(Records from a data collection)
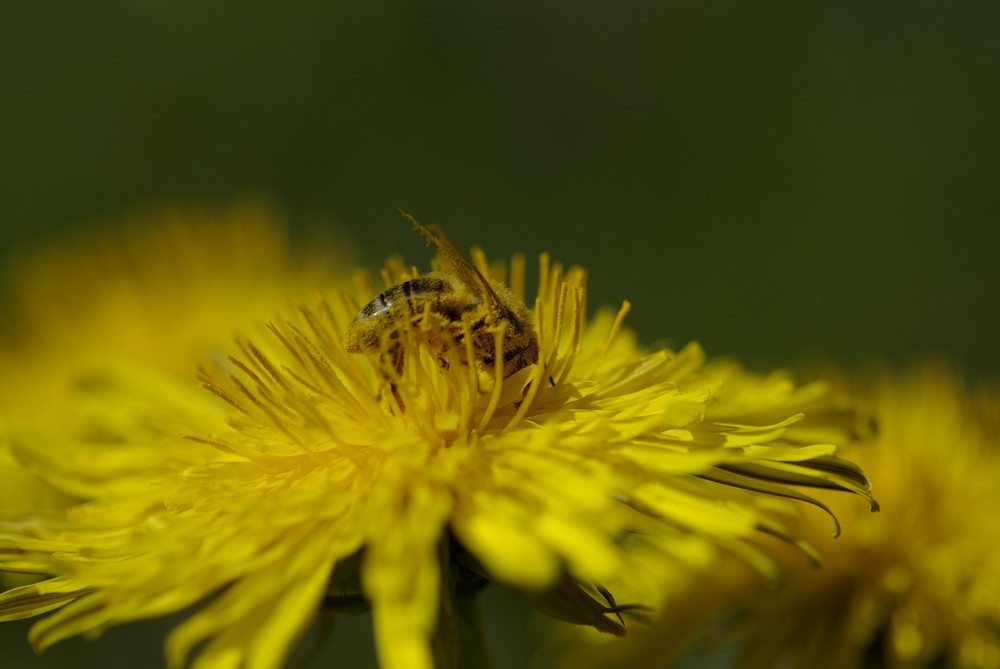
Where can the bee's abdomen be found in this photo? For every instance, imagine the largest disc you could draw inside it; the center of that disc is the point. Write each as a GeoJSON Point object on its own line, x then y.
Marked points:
{"type": "Point", "coordinates": [403, 294]}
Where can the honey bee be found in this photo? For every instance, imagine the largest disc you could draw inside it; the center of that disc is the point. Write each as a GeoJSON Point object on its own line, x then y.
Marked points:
{"type": "Point", "coordinates": [462, 299]}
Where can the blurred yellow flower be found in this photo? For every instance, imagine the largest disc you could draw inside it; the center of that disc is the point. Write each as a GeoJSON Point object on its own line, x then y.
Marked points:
{"type": "Point", "coordinates": [105, 333]}
{"type": "Point", "coordinates": [342, 479]}
{"type": "Point", "coordinates": [917, 585]}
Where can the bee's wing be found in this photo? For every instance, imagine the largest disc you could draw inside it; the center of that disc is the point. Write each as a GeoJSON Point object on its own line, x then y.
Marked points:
{"type": "Point", "coordinates": [459, 263]}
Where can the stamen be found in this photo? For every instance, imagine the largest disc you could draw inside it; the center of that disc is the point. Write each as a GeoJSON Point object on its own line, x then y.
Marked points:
{"type": "Point", "coordinates": [574, 342]}
{"type": "Point", "coordinates": [498, 372]}
{"type": "Point", "coordinates": [517, 272]}
{"type": "Point", "coordinates": [619, 319]}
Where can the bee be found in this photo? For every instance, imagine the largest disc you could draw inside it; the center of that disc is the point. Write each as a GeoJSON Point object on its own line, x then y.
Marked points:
{"type": "Point", "coordinates": [462, 299]}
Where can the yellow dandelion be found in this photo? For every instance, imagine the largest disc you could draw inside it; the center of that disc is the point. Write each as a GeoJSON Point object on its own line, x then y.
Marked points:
{"type": "Point", "coordinates": [917, 585]}
{"type": "Point", "coordinates": [402, 454]}
{"type": "Point", "coordinates": [102, 334]}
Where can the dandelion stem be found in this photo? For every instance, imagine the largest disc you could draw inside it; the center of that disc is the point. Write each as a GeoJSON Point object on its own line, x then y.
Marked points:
{"type": "Point", "coordinates": [458, 642]}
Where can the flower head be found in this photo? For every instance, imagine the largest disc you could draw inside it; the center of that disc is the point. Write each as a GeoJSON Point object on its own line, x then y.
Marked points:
{"type": "Point", "coordinates": [409, 471]}
{"type": "Point", "coordinates": [917, 585]}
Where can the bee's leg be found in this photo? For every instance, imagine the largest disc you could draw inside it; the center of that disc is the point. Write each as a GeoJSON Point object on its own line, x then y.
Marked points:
{"type": "Point", "coordinates": [393, 358]}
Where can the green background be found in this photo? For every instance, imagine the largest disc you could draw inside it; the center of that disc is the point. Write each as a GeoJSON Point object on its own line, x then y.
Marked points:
{"type": "Point", "coordinates": [779, 181]}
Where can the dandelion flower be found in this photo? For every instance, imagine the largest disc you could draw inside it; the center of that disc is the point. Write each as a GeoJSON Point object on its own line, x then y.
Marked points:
{"type": "Point", "coordinates": [917, 585]}
{"type": "Point", "coordinates": [102, 334]}
{"type": "Point", "coordinates": [405, 475]}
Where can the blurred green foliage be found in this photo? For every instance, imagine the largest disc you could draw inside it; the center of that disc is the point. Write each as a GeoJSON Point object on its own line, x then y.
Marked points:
{"type": "Point", "coordinates": [777, 182]}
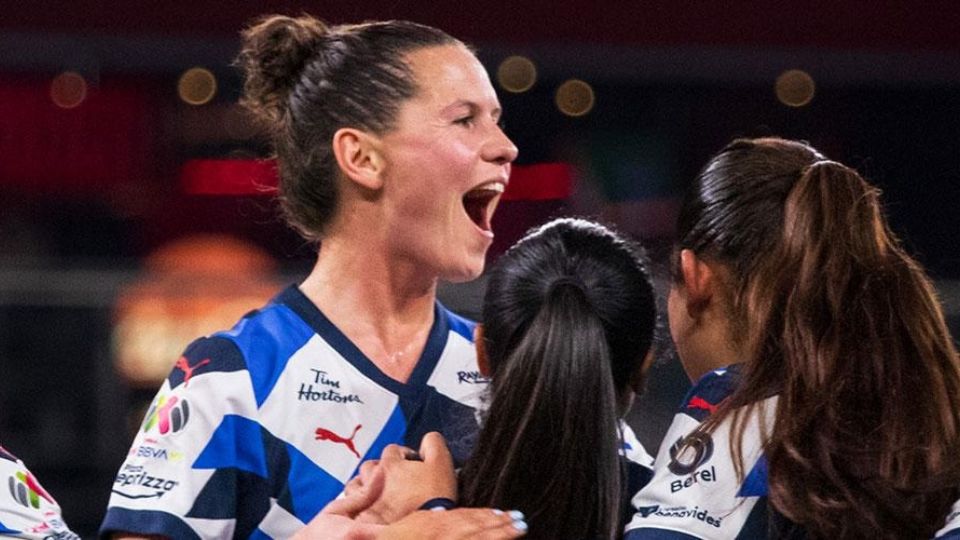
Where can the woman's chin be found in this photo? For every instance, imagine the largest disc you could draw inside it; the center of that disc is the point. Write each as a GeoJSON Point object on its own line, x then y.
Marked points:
{"type": "Point", "coordinates": [466, 272]}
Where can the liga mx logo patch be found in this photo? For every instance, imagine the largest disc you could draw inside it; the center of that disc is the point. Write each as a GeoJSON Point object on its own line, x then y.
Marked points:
{"type": "Point", "coordinates": [169, 414]}
{"type": "Point", "coordinates": [26, 490]}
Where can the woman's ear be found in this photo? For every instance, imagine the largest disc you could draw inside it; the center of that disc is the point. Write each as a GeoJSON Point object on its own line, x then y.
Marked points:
{"type": "Point", "coordinates": [358, 156]}
{"type": "Point", "coordinates": [482, 363]}
{"type": "Point", "coordinates": [698, 282]}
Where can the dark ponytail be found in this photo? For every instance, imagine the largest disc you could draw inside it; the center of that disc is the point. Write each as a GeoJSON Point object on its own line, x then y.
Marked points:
{"type": "Point", "coordinates": [568, 318]}
{"type": "Point", "coordinates": [846, 329]}
{"type": "Point", "coordinates": [305, 80]}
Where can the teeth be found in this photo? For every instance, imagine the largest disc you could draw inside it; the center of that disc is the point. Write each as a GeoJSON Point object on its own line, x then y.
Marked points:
{"type": "Point", "coordinates": [486, 189]}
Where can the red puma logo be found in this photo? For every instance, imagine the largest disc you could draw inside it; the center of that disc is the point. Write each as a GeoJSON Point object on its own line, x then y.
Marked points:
{"type": "Point", "coordinates": [699, 403]}
{"type": "Point", "coordinates": [327, 435]}
{"type": "Point", "coordinates": [184, 365]}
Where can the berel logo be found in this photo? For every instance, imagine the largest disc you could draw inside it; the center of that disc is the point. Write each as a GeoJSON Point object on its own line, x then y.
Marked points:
{"type": "Point", "coordinates": [327, 435]}
{"type": "Point", "coordinates": [698, 402]}
{"type": "Point", "coordinates": [169, 414]}
{"type": "Point", "coordinates": [26, 490]}
{"type": "Point", "coordinates": [690, 452]}
{"type": "Point", "coordinates": [701, 476]}
{"type": "Point", "coordinates": [184, 365]}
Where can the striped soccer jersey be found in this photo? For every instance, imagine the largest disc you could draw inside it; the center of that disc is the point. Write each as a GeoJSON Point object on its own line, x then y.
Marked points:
{"type": "Point", "coordinates": [695, 493]}
{"type": "Point", "coordinates": [26, 509]}
{"type": "Point", "coordinates": [257, 429]}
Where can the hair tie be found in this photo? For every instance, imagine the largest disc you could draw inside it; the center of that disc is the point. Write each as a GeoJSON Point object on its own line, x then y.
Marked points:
{"type": "Point", "coordinates": [573, 280]}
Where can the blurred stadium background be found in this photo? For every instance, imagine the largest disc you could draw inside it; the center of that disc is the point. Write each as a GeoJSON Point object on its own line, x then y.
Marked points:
{"type": "Point", "coordinates": [128, 225]}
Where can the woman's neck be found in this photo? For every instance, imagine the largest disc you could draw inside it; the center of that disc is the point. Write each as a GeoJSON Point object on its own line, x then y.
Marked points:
{"type": "Point", "coordinates": [385, 307]}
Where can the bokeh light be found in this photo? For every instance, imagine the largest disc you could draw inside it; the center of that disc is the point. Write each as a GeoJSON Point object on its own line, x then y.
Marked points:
{"type": "Point", "coordinates": [68, 90]}
{"type": "Point", "coordinates": [197, 86]}
{"type": "Point", "coordinates": [575, 98]}
{"type": "Point", "coordinates": [795, 88]}
{"type": "Point", "coordinates": [517, 74]}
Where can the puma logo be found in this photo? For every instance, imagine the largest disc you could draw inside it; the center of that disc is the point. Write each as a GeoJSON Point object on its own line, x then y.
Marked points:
{"type": "Point", "coordinates": [327, 435]}
{"type": "Point", "coordinates": [184, 365]}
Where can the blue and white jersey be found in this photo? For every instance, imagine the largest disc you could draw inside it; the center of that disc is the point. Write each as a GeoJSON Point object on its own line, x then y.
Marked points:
{"type": "Point", "coordinates": [695, 492]}
{"type": "Point", "coordinates": [258, 428]}
{"type": "Point", "coordinates": [26, 509]}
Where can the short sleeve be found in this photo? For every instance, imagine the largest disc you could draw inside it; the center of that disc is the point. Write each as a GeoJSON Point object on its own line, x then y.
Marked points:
{"type": "Point", "coordinates": [205, 406]}
{"type": "Point", "coordinates": [26, 509]}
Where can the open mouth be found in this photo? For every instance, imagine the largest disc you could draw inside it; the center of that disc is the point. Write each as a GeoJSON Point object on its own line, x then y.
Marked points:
{"type": "Point", "coordinates": [481, 202]}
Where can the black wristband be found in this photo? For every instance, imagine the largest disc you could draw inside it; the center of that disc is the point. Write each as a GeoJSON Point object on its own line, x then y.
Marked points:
{"type": "Point", "coordinates": [438, 503]}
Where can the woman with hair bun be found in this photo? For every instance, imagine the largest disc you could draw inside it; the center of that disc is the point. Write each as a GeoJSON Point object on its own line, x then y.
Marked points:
{"type": "Point", "coordinates": [392, 161]}
{"type": "Point", "coordinates": [826, 401]}
{"type": "Point", "coordinates": [568, 326]}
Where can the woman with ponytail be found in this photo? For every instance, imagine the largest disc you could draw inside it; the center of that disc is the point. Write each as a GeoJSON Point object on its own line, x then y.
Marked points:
{"type": "Point", "coordinates": [568, 324]}
{"type": "Point", "coordinates": [826, 401]}
{"type": "Point", "coordinates": [391, 161]}
{"type": "Point", "coordinates": [568, 327]}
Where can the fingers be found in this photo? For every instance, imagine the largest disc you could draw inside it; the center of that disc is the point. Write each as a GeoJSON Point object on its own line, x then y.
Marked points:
{"type": "Point", "coordinates": [459, 524]}
{"type": "Point", "coordinates": [363, 476]}
{"type": "Point", "coordinates": [361, 498]}
{"type": "Point", "coordinates": [433, 450]}
{"type": "Point", "coordinates": [394, 452]}
{"type": "Point", "coordinates": [483, 523]}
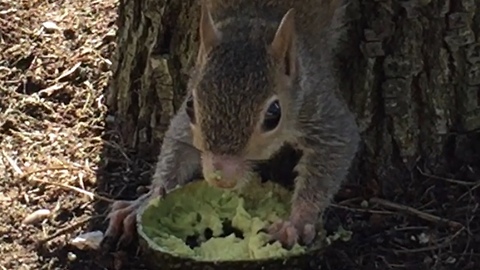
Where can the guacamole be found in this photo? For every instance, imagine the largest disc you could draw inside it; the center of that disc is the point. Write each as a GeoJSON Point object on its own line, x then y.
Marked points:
{"type": "Point", "coordinates": [204, 223]}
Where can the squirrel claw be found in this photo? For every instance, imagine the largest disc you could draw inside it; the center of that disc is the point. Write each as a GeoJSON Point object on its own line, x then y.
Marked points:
{"type": "Point", "coordinates": [288, 234]}
{"type": "Point", "coordinates": [122, 220]}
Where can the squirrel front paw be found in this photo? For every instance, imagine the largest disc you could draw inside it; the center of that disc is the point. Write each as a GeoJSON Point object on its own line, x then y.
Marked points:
{"type": "Point", "coordinates": [288, 233]}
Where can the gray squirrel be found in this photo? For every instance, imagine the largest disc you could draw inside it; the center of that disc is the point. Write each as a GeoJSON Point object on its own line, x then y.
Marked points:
{"type": "Point", "coordinates": [263, 77]}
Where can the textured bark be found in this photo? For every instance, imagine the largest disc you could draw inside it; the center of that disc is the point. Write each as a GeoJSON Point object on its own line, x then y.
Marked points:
{"type": "Point", "coordinates": [410, 70]}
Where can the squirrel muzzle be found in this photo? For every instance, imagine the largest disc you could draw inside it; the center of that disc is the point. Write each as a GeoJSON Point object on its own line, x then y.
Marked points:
{"type": "Point", "coordinates": [224, 171]}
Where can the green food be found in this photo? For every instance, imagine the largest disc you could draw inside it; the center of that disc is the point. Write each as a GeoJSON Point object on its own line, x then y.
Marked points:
{"type": "Point", "coordinates": [207, 224]}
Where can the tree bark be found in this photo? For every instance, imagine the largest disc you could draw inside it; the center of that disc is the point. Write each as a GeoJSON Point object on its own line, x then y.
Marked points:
{"type": "Point", "coordinates": [410, 70]}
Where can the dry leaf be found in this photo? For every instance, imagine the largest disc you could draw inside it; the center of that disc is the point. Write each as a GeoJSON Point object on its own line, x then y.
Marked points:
{"type": "Point", "coordinates": [37, 216]}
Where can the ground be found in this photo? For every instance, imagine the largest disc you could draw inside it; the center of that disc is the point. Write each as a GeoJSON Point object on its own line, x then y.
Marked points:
{"type": "Point", "coordinates": [54, 68]}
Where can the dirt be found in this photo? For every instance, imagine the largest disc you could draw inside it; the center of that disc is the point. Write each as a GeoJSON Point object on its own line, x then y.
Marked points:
{"type": "Point", "coordinates": [56, 151]}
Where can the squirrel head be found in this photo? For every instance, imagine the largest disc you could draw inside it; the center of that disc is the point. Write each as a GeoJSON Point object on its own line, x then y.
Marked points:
{"type": "Point", "coordinates": [241, 105]}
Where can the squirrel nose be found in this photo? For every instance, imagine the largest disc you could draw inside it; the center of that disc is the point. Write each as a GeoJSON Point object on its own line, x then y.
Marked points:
{"type": "Point", "coordinates": [223, 171]}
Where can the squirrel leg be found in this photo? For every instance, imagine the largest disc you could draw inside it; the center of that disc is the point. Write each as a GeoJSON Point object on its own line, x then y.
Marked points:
{"type": "Point", "coordinates": [177, 164]}
{"type": "Point", "coordinates": [321, 172]}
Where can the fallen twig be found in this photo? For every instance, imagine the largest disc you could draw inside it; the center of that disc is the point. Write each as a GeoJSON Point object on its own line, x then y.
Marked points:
{"type": "Point", "coordinates": [444, 244]}
{"type": "Point", "coordinates": [66, 230]}
{"type": "Point", "coordinates": [415, 212]}
{"type": "Point", "coordinates": [88, 193]}
{"type": "Point", "coordinates": [450, 180]}
{"type": "Point", "coordinates": [65, 186]}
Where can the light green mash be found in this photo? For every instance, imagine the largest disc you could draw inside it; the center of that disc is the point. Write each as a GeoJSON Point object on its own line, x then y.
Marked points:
{"type": "Point", "coordinates": [191, 210]}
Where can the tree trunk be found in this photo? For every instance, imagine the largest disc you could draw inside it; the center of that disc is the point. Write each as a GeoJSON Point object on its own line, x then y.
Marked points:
{"type": "Point", "coordinates": [410, 70]}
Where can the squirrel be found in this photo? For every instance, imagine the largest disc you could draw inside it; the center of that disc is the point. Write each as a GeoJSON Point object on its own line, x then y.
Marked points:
{"type": "Point", "coordinates": [263, 78]}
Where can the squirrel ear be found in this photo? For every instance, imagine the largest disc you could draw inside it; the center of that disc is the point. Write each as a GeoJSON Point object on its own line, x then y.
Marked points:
{"type": "Point", "coordinates": [283, 44]}
{"type": "Point", "coordinates": [209, 34]}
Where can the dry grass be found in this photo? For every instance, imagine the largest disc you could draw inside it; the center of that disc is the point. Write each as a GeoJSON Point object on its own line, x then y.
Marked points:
{"type": "Point", "coordinates": [54, 66]}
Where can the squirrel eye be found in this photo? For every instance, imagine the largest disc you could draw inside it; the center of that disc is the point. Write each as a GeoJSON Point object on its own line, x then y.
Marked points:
{"type": "Point", "coordinates": [190, 110]}
{"type": "Point", "coordinates": [272, 116]}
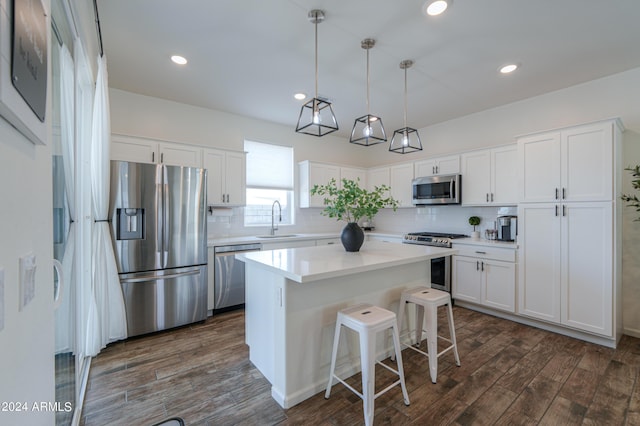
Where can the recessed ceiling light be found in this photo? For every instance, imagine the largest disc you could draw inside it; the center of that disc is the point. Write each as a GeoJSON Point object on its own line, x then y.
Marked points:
{"type": "Point", "coordinates": [506, 69]}
{"type": "Point", "coordinates": [434, 8]}
{"type": "Point", "coordinates": [180, 60]}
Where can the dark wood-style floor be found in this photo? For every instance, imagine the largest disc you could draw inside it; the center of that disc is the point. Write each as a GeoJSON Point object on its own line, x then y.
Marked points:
{"type": "Point", "coordinates": [511, 374]}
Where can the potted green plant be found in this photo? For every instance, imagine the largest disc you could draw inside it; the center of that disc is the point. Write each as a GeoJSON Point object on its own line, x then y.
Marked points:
{"type": "Point", "coordinates": [350, 203]}
{"type": "Point", "coordinates": [474, 221]}
{"type": "Point", "coordinates": [632, 200]}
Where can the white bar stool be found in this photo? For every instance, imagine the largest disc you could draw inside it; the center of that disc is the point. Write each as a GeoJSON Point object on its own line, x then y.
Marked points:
{"type": "Point", "coordinates": [368, 320]}
{"type": "Point", "coordinates": [429, 299]}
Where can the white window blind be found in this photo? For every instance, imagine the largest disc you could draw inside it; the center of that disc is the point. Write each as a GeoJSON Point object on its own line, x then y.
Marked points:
{"type": "Point", "coordinates": [269, 166]}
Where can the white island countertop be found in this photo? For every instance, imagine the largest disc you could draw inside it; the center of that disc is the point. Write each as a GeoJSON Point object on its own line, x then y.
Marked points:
{"type": "Point", "coordinates": [308, 264]}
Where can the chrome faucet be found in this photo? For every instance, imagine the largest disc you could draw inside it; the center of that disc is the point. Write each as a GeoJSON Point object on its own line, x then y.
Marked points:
{"type": "Point", "coordinates": [274, 227]}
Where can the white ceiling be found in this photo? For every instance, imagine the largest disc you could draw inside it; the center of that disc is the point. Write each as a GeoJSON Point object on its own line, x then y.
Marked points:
{"type": "Point", "coordinates": [249, 57]}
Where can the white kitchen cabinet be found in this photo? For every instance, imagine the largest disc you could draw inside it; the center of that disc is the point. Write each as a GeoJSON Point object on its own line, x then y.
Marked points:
{"type": "Point", "coordinates": [378, 176]}
{"type": "Point", "coordinates": [486, 276]}
{"type": "Point", "coordinates": [400, 177]}
{"type": "Point", "coordinates": [572, 164]}
{"type": "Point", "coordinates": [292, 243]}
{"type": "Point", "coordinates": [354, 174]}
{"type": "Point", "coordinates": [488, 177]}
{"type": "Point", "coordinates": [313, 173]}
{"type": "Point", "coordinates": [144, 150]}
{"type": "Point", "coordinates": [566, 274]}
{"type": "Point", "coordinates": [226, 177]}
{"type": "Point", "coordinates": [449, 165]}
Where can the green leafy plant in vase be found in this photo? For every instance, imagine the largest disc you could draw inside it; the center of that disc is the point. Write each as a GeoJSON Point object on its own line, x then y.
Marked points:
{"type": "Point", "coordinates": [351, 203]}
{"type": "Point", "coordinates": [632, 200]}
{"type": "Point", "coordinates": [474, 221]}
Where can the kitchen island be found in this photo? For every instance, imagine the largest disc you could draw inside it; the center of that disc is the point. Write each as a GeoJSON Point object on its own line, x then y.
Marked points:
{"type": "Point", "coordinates": [293, 296]}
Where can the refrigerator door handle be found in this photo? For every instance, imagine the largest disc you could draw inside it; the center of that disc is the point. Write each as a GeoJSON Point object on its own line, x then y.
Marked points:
{"type": "Point", "coordinates": [165, 217]}
{"type": "Point", "coordinates": [159, 277]}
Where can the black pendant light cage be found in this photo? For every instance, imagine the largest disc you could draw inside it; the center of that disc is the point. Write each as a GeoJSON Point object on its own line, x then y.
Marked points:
{"type": "Point", "coordinates": [317, 113]}
{"type": "Point", "coordinates": [368, 130]}
{"type": "Point", "coordinates": [406, 139]}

### TRY IT
Take every line from the data above that holds "tree" and copy it out.

### OUTPUT BELOW
Where can the tree bark be found in this photo? For every instance, imagine the largest disc you could draw inside it; the center of that disc is the point. Write each as a GeoJSON Point object on its own line, x then y.
Where can the tree trunk be found in this photo? For every instance, imagine the largest disc you could draw inside it; the center of that disc is the point. Write each as a GeoJSON Point object on its own line, x then y.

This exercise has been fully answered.